**OBJECTIVE**: Every line of the material is to be repeated exactly as it stands.

(Stored items)
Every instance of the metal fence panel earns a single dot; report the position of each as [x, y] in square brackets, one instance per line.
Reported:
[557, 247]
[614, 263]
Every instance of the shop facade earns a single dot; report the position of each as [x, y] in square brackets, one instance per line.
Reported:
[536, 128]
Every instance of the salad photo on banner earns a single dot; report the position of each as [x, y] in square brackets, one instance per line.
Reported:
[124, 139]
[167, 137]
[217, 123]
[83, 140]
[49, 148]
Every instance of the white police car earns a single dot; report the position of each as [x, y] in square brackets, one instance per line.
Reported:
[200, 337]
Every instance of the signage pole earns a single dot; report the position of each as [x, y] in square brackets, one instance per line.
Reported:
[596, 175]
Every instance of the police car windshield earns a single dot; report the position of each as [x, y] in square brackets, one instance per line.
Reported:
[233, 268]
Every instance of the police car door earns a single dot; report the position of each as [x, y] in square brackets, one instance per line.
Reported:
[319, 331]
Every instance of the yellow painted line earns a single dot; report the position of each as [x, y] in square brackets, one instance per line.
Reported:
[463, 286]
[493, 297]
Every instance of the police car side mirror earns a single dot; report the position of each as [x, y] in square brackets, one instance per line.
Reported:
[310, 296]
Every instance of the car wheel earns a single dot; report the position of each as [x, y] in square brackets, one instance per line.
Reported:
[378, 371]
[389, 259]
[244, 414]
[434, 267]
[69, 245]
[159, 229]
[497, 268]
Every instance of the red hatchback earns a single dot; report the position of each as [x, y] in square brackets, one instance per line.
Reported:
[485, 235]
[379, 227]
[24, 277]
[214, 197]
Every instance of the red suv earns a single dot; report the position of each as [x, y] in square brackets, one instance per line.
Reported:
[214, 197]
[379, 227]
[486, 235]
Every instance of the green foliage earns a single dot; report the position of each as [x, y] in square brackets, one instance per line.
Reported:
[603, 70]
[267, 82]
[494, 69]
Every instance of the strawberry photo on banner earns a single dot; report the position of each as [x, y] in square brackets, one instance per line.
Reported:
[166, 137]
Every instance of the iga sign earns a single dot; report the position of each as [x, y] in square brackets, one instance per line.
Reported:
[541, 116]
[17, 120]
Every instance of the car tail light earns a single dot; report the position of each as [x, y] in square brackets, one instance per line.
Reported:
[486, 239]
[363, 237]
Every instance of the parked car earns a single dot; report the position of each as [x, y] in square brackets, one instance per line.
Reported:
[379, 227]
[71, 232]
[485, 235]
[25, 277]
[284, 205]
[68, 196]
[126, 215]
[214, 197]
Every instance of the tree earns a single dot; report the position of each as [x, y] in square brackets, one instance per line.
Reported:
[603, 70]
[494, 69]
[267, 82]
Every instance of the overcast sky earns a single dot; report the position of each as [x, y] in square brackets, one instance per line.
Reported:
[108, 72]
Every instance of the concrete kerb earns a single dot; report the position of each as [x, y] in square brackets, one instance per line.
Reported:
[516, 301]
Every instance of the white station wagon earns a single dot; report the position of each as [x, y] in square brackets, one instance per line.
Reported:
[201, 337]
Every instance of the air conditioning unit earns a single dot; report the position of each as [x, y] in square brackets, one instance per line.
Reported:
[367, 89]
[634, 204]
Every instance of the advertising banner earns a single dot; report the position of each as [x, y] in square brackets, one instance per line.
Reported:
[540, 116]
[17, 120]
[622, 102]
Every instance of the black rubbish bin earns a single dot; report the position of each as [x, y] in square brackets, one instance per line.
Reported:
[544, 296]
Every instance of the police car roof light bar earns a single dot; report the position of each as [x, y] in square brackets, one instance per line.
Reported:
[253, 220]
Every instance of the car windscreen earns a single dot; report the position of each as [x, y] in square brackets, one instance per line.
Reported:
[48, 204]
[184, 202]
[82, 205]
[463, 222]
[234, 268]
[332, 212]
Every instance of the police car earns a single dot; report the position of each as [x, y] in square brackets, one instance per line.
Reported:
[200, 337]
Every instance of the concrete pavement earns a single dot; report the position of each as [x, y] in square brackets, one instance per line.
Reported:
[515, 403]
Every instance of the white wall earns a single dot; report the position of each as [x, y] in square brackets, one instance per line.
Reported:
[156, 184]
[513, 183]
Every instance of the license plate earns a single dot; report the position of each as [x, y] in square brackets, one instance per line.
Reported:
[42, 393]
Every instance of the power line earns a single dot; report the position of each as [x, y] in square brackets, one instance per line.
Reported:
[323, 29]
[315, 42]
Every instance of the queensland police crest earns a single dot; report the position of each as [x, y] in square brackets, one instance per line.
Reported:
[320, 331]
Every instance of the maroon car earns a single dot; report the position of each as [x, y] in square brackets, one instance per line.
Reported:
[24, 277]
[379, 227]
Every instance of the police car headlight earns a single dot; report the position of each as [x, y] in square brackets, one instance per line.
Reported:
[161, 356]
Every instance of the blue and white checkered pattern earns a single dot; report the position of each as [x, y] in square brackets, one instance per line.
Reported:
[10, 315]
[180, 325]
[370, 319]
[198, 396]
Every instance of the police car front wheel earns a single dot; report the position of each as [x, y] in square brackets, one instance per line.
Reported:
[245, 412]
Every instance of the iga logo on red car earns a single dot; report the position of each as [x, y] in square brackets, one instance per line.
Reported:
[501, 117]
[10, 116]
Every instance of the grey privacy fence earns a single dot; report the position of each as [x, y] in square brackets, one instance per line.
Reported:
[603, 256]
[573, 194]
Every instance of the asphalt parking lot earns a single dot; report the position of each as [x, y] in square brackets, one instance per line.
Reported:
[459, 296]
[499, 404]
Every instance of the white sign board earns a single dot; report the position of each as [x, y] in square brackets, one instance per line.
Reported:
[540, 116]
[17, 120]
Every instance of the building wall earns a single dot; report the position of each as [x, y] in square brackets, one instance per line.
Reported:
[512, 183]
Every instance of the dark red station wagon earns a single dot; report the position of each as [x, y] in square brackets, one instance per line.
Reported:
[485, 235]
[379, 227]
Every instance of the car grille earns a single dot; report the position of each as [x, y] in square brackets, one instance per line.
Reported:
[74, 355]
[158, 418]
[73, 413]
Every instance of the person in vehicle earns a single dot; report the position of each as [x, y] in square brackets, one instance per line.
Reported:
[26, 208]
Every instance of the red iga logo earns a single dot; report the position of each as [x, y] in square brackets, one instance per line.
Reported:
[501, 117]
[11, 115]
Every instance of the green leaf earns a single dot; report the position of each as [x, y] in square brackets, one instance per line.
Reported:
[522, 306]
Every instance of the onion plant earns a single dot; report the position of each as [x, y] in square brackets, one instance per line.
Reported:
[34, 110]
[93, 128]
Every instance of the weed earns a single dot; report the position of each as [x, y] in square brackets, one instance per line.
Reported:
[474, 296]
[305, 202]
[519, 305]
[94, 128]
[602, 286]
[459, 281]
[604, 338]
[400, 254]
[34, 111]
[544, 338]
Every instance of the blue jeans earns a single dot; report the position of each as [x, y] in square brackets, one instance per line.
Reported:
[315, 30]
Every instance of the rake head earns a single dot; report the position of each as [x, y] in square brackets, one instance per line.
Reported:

**TASK OUTPUT**:
Every instance of the metal fence panel earns a single dot; report the position of each as [x, y] in square brackets, one instance per line.
Reported:
[557, 247]
[614, 263]
Every instance of the shop facade earns a single dot; report the position of each as [x, y] in square brackets, one instance per line.
Reported:
[536, 128]
Every instance of the salad photo on banner earns a single dot; report the position of each as [x, y] in square brackets, one instance per line.
Reported:
[124, 139]
[167, 137]
[217, 123]
[83, 140]
[49, 148]
Every instance of the white police car earns a single dot; report the position of each as [x, y] in square brackets, one instance per line.
Reported:
[200, 337]
Every instance of the signage pole earns a single dot; report the position of each as [x, y] in square brackets, one instance per line.
Reported:
[596, 175]
Every instance of the police car windshield earns a single dot; report the position of each as [x, y] in square brackets, one instance per line.
Reported:
[233, 268]
Every instance of the police car door earns a single dot; report the position of each as [x, y] in square brackets, one instance per line.
Reported:
[319, 331]
Every instance of the yellow painted line earns a single dot; report the position of each as [x, y] in square brackets, one instance per line.
Reported:
[463, 286]
[493, 297]
Every instance of the police car side mirror earns a single dot; report the position of each as [x, y] in square brackets, one instance per line.
Reported:
[310, 296]
Every instance of the car wheel earns a single dot; report the position of each as [x, y] in square brackets, one instance per line.
Reported:
[378, 371]
[389, 259]
[244, 414]
[434, 267]
[69, 245]
[159, 229]
[497, 268]
Every instance of the red hatchback earns a single dot; report the position of each as [x, y] in square brackets, one instance per line.
Reported:
[485, 235]
[379, 227]
[24, 277]
[214, 197]
Every instance of the red suv earns a single dot; report the position of each as [x, y] in square brackets, one instance per line.
Reported:
[214, 197]
[379, 227]
[486, 235]
Every instance of the green foliage earns a single dot; report the position of each as [x, y] in square brackets, one instance per line.
Reported:
[603, 70]
[267, 82]
[494, 69]
Every instance of the strawberry photo on banner earns a single dot; report the position of each as [x, y] in square brackets, one instance per line.
Reported:
[166, 137]
Every instance of the iga sign earns a single dot; report the position of each as [x, y] in square brackets, one instance per line.
Reported:
[541, 116]
[17, 120]
Every instance of the car tail light earns a single dot; report the position of each as [x, y] in square brackets, one instance per line.
Reported:
[486, 239]
[363, 237]
Every instance of the parked car earns a single dot; report the position of each as [x, y] in square brackets, one instance per line.
Reported:
[379, 227]
[71, 232]
[485, 235]
[25, 277]
[284, 205]
[68, 196]
[126, 215]
[214, 197]
Every instance of the tree earns a single dot; report the position of each as [x, y] in square brackets, one instance per line.
Reported:
[603, 70]
[494, 69]
[267, 82]
Every instance of the overcast sky earns a single dot; report the position of each as [x, y] in square brackets, one instance per line.
Reported:
[108, 72]
Every instance of the concrete kerb earns a single dot; report the position of each as [x, y] in square brackets, one instance per line.
Reported:
[516, 301]
Every instance of the white station wagon earns a single dot; report the position of each as [x, y] in square brackets, one instance per line.
Reported:
[201, 337]
Every instance of the air conditioning unit earns a single dot; report the position of each as [x, y] in square brackets, one instance per line.
Reported:
[367, 89]
[634, 204]
Every instance of the advertising banner earns a single dot; report the position of each as [x, y] in square brackets, one instance per line.
Reported:
[540, 116]
[17, 120]
[622, 102]
Every instance of the black rubbish bin earns a single dot; report the position of each as [x, y] in square brackets, one instance per line.
Reported:
[544, 296]
Every instance of the police car roof light bar earns a single dot; report the position of each as [x, y] in square brackets, one instance per line.
Reported:
[253, 220]
Every instance of the car windscreen earns a single dot; report the position of each as [x, y] in square brackets, one instance per line.
Reported:
[48, 204]
[184, 202]
[82, 205]
[463, 222]
[234, 268]
[332, 212]
Every instance of the police car earns a single dot; report the position of each as [x, y] in square brackets, one instance per line.
Reported:
[200, 337]
Every instance of the concrete pavement earns a single dot; report the position of each as [x, y] in square brackets, one instance per line.
Reported:
[515, 403]
Every instance of the white wall earns a single dot; report the position of each as [x, y] in square brackets, one instance per line.
Reported:
[156, 184]
[513, 183]
Every instance of the license plate earns a single dot; report the position of each as [x, y] in square brackets, one instance per line.
Reported:
[42, 393]
Every instance of the power line earns a single dot; report the position of each as [x, y] in square brackets, one instance per line.
Reported:
[323, 29]
[315, 42]
Every instance of the queensland police crest earns a single dot; report the position of each as [x, y] in square brackets, one instance per line.
Reported:
[320, 331]
Every instance of the maroon car earns a single dot; report the position of each as [x, y] in square brackets, one instance per line.
Reported:
[24, 277]
[379, 227]
Every instance of the police car headlight earns a single dot; report the position of each as [x, y] in square brackets, one instance per line.
Reported:
[161, 356]
Every instance of the blue and white checkered pattern earns a single dot; report the position of each as [x, y] in square brackets, one instance per line.
Reported:
[10, 315]
[180, 325]
[370, 319]
[198, 396]
Every instance of the police car front wheel earns a single dot; report the position of each as [x, y] in square brackets, one instance per line.
Reported:
[245, 412]
Every instance of the iga logo on red car earns a single dot; report the position of each as [x, y] in square brackets, one instance per line.
Reported:
[501, 117]
[10, 116]
Every instance of the grey privacy fence earns a single dot; report the position of each as [x, y] in square brackets, one instance per line.
Reported:
[603, 256]
[573, 194]
Every instance of the asphalt parking lot earns a single dot; report the position of each as [x, y] in square brackets, one instance per line.
Reported:
[459, 296]
[499, 404]
Every instance of the white sign board earns a single dot; report the position of each as [x, y] in square brackets, one instance per line.
Reported:
[540, 116]
[17, 120]
Every instance of the building wall earns a single dot; report the position of each as [x, y] in square brackets, one instance per line.
Reported:
[512, 183]
Every instance of the dark red station wagon earns a single dot; report the position of each as [x, y] in square brackets, one instance per line.
Reported:
[485, 235]
[379, 227]
Every instance of the car grille earns a single dot; report the position of each as [x, y] in square brackets, one instance per line.
Reported:
[74, 355]
[158, 418]
[73, 413]
Every instance of the person in vehicle earns a single dot; report the position of each as [x, y] in square brackets, one instance per line.
Reported:
[26, 208]
Every instance of the red iga logo earns a single dot; report the position of each as [x, y] in square brackets, one instance per line.
Reported:
[501, 117]
[11, 115]
Every instance of the green leaf earns a single dot; report the position of each as [x, y] in square brackets, one instance per line.
Reported:
[522, 306]
Every instance of the onion plant earns a single dot; report the position of each as [x, y] in square brackets, one instance per line.
Reported:
[34, 110]
[93, 128]
Every instance of the weed earns a single dot; report the position of each as [x, y] in square brackets, one instance per line.
Reported:
[474, 296]
[305, 202]
[519, 305]
[94, 128]
[602, 286]
[459, 281]
[604, 338]
[400, 254]
[34, 111]
[544, 338]
Every instance of the blue jeans earns a single dot; report the position of each as [x, y] in square brackets, one instance per line.
Reported:
[315, 30]
Every instance of the rake head earns a single dot; report the position of each as [x, y] in square brackets, one instance per line.
Reported:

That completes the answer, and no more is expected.